*Listed records*:
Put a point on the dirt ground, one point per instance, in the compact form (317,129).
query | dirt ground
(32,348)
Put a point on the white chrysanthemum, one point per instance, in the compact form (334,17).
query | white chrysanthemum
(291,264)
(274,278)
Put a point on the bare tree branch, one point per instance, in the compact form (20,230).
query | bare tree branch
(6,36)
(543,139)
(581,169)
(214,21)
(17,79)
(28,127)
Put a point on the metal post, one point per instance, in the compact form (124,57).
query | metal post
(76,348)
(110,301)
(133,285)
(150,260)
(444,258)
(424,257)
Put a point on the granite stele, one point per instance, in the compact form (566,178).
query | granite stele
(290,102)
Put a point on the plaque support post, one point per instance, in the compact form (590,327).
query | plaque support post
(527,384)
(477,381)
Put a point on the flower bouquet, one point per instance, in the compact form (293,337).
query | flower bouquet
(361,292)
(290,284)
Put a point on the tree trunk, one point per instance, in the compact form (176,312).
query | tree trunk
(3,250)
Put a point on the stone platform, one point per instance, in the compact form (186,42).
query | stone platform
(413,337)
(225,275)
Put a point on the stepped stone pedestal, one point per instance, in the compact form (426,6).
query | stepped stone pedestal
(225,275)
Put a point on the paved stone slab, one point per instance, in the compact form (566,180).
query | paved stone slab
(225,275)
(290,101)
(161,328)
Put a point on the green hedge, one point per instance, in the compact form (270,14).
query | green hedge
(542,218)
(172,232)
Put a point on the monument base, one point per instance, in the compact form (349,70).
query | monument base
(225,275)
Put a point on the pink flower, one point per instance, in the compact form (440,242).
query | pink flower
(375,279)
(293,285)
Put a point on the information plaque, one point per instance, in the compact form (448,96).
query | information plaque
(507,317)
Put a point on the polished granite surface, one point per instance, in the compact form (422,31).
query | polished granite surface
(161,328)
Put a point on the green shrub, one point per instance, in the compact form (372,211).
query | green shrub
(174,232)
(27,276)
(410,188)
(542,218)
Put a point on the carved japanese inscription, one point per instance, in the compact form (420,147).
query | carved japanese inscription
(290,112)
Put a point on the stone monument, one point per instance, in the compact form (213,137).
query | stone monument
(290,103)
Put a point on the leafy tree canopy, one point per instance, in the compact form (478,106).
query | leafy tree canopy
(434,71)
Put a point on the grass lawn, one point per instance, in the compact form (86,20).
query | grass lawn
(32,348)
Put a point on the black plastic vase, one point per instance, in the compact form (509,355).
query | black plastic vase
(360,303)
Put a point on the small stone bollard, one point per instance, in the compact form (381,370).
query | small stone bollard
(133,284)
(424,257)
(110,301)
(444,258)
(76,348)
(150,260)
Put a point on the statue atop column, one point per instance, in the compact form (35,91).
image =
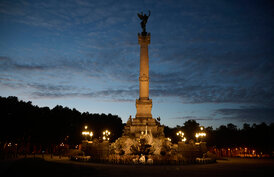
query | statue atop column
(144,19)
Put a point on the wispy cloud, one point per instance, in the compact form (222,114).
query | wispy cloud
(248,114)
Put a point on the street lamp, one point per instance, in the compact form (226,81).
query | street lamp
(106,134)
(181,135)
(200,134)
(87,133)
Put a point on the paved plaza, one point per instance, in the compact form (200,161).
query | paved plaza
(65,167)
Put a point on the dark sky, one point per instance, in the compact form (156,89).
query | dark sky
(211,60)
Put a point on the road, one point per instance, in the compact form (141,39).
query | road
(57,167)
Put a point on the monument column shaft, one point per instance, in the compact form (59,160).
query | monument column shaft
(144,72)
(144,104)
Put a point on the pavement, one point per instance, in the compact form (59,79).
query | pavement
(63,167)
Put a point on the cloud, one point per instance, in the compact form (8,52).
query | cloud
(248,114)
(195,118)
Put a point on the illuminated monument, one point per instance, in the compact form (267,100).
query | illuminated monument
(143,121)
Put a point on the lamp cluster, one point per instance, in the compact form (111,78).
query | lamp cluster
(181,134)
(106,135)
(87,133)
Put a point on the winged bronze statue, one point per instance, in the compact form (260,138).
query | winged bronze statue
(144,18)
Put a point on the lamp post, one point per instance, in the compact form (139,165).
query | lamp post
(87,134)
(106,134)
(181,135)
(200,134)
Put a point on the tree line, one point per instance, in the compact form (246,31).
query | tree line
(22,122)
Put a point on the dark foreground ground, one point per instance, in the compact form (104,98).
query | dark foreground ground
(229,168)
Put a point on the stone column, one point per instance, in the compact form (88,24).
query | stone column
(144,104)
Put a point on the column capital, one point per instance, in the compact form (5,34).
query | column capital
(144,39)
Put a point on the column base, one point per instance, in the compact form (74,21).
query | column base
(143,107)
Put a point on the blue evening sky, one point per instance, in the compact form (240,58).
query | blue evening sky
(210,60)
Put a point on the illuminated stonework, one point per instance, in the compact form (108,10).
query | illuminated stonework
(144,104)
(143,121)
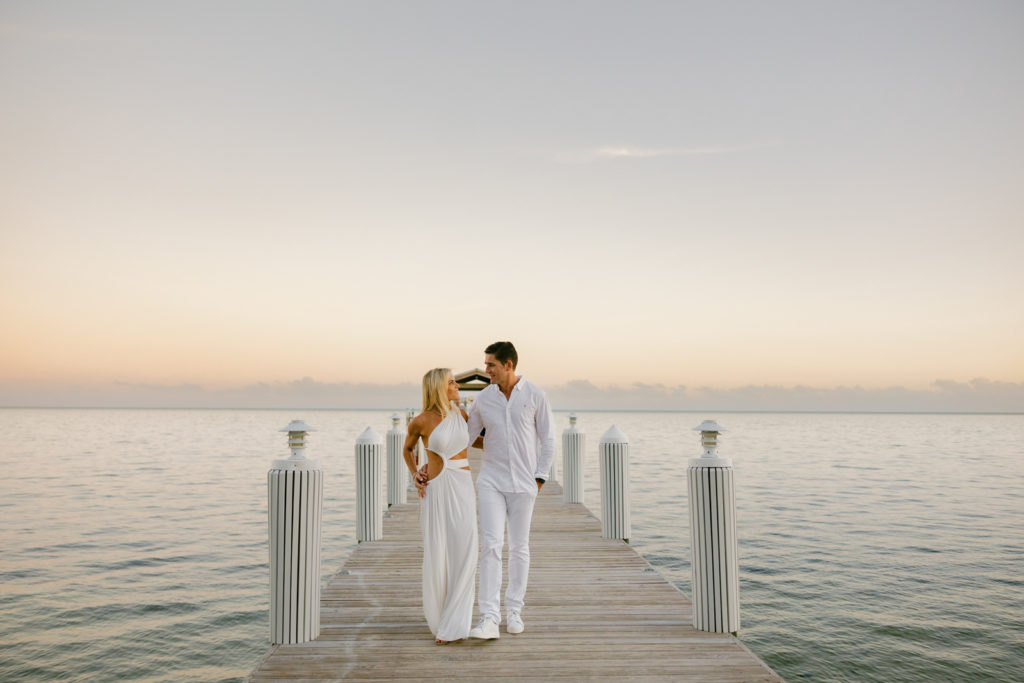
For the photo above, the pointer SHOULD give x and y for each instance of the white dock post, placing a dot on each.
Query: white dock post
(369, 503)
(397, 473)
(713, 537)
(573, 439)
(295, 504)
(614, 457)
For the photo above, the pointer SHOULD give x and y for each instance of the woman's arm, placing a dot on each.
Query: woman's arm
(409, 451)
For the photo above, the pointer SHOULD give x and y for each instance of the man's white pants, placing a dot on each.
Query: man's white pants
(498, 509)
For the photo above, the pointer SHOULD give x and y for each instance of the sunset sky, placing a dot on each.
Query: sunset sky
(223, 195)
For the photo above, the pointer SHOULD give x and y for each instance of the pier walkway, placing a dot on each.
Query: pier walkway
(595, 610)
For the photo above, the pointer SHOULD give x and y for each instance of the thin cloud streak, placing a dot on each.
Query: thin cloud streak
(612, 153)
(979, 395)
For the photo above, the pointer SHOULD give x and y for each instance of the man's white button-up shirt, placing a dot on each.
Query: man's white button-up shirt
(511, 462)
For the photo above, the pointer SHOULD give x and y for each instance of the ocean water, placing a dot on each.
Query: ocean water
(872, 547)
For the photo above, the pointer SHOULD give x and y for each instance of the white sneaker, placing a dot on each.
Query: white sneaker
(514, 624)
(485, 630)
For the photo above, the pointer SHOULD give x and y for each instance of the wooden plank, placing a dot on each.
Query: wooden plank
(595, 610)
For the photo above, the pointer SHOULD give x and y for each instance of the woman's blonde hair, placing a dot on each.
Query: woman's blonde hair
(435, 391)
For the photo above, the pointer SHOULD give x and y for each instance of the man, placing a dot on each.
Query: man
(513, 415)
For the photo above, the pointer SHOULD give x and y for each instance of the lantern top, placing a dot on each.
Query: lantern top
(297, 426)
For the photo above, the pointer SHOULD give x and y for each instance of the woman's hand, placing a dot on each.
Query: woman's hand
(420, 479)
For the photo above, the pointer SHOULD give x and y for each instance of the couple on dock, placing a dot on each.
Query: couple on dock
(508, 419)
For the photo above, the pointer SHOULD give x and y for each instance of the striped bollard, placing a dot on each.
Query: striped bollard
(295, 504)
(614, 456)
(369, 503)
(713, 537)
(572, 450)
(397, 473)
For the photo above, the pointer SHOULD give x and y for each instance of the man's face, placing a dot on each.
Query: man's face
(496, 371)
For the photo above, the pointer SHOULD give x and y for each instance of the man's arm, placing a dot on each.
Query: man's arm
(475, 425)
(545, 424)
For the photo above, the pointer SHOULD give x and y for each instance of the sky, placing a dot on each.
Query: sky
(662, 204)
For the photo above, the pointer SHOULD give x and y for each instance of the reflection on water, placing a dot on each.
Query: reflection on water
(872, 547)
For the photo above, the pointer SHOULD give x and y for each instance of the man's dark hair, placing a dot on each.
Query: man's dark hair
(503, 351)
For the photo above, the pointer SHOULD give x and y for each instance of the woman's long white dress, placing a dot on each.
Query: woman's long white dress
(450, 543)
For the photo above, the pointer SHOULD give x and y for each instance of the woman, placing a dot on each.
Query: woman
(448, 514)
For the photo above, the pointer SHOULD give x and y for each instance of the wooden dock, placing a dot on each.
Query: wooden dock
(595, 609)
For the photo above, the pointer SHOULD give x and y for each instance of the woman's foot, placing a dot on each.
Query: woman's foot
(438, 641)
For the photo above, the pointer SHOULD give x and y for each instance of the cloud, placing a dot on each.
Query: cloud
(979, 395)
(53, 34)
(612, 153)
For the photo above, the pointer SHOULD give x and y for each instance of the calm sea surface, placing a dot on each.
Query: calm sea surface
(872, 547)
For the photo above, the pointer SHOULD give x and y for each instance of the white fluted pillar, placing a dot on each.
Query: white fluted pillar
(397, 473)
(369, 502)
(295, 504)
(614, 456)
(713, 537)
(573, 440)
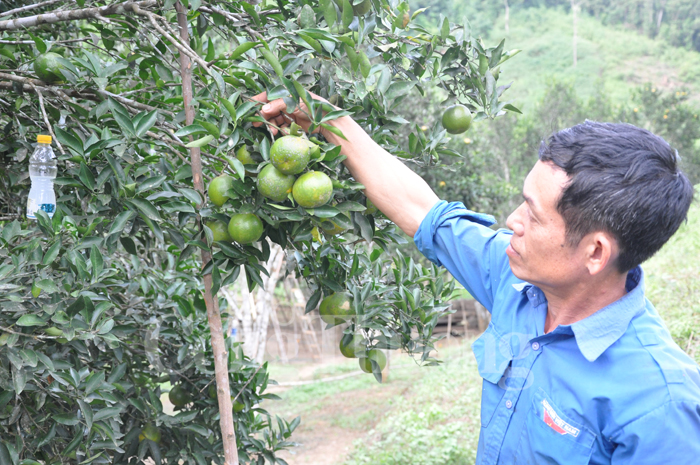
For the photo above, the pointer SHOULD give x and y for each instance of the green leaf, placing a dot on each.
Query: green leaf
(250, 9)
(218, 79)
(87, 413)
(398, 89)
(94, 381)
(38, 41)
(200, 142)
(109, 412)
(211, 128)
(145, 207)
(237, 165)
(191, 129)
(86, 176)
(510, 107)
(19, 379)
(150, 183)
(47, 285)
(146, 123)
(66, 138)
(272, 60)
(68, 419)
(52, 253)
(97, 261)
(120, 222)
(124, 122)
(241, 49)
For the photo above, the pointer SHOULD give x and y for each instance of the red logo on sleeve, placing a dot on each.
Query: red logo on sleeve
(554, 421)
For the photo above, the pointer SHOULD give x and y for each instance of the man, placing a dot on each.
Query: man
(578, 367)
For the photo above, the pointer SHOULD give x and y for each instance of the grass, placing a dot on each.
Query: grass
(613, 59)
(673, 283)
(430, 415)
(436, 422)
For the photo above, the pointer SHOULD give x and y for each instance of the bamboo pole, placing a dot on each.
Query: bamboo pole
(72, 15)
(218, 343)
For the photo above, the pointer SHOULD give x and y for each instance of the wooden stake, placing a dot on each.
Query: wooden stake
(218, 344)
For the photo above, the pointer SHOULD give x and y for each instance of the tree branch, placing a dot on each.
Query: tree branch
(28, 7)
(180, 45)
(72, 15)
(218, 343)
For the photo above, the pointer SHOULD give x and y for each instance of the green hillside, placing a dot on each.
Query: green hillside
(673, 282)
(612, 57)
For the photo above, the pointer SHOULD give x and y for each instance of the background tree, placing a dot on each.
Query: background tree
(114, 299)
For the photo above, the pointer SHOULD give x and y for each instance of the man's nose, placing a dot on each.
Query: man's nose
(514, 222)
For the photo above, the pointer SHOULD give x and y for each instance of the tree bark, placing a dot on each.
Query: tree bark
(72, 15)
(574, 10)
(218, 342)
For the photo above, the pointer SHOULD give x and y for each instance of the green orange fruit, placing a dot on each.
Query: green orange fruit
(245, 228)
(219, 230)
(178, 396)
(371, 208)
(53, 331)
(244, 156)
(336, 308)
(312, 189)
(353, 348)
(314, 150)
(238, 407)
(376, 355)
(150, 432)
(47, 67)
(290, 154)
(362, 8)
(218, 188)
(275, 185)
(457, 119)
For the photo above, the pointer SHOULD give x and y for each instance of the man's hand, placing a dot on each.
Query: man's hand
(276, 113)
(397, 191)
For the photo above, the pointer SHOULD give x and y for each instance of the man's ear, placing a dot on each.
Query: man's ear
(601, 251)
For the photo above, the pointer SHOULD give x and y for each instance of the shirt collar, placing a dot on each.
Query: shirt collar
(595, 333)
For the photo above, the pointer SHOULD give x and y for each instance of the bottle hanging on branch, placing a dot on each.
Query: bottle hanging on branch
(42, 172)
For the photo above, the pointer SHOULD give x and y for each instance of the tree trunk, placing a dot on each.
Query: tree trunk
(574, 11)
(254, 311)
(507, 15)
(218, 344)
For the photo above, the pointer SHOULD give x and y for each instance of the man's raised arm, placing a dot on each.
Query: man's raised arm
(403, 196)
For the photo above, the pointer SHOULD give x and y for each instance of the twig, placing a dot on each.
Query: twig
(322, 380)
(35, 336)
(180, 45)
(72, 15)
(133, 103)
(218, 343)
(31, 42)
(27, 8)
(46, 120)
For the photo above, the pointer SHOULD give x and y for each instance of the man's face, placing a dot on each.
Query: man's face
(538, 252)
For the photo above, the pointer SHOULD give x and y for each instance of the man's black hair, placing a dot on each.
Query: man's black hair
(623, 180)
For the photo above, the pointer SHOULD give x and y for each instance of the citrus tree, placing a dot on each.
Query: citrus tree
(113, 299)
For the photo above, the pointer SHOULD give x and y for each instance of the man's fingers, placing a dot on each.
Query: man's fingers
(261, 97)
(273, 109)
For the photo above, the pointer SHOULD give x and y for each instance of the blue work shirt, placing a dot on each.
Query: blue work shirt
(612, 388)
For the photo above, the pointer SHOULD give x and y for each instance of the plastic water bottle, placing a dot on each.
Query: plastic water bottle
(42, 172)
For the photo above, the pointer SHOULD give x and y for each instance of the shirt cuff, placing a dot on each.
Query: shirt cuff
(438, 214)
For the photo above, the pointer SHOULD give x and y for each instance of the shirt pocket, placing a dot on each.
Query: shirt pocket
(551, 437)
(493, 356)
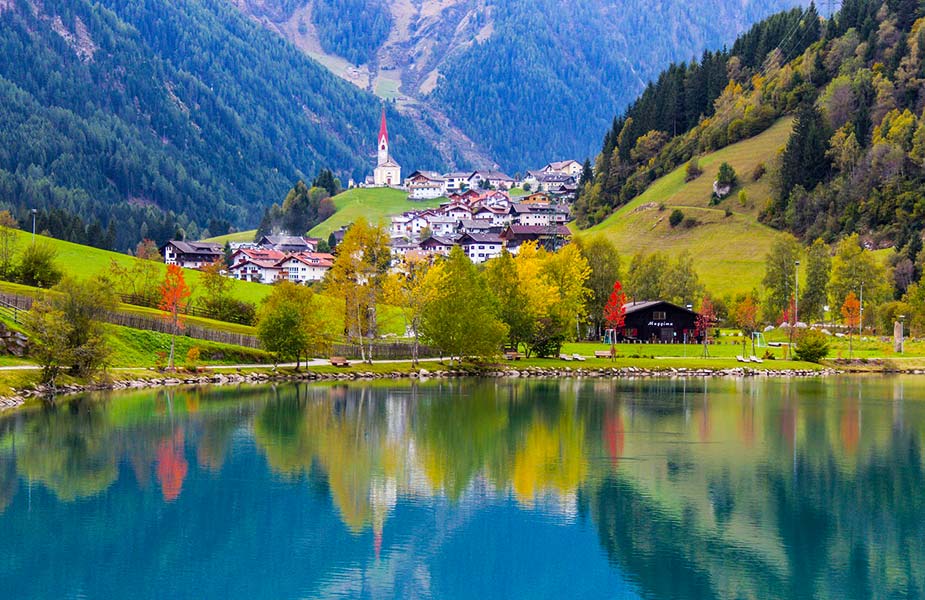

*About this exercise*:
Starting at the line that contains "bottle, placing a dot on each." and ending at the final line of the data, reproduce each line exactly. Pictures stay out of the copy.

*Task response*:
For the photo above, the pointer SHOULD give x and y for each instance of the plastic water bottle, placing a dot on each.
Query: plastic water bottle
(42, 172)
For the photo above, the pointer SHOULD give x and y for each instance of the shirt cuff, placing a dot on each.
Query: shirt cuff
(438, 214)
For the photo above, the pointer SHOULD give x and y for each instance of the shirt pocket, placing a dot on each.
Query: shirt pocket
(551, 437)
(493, 356)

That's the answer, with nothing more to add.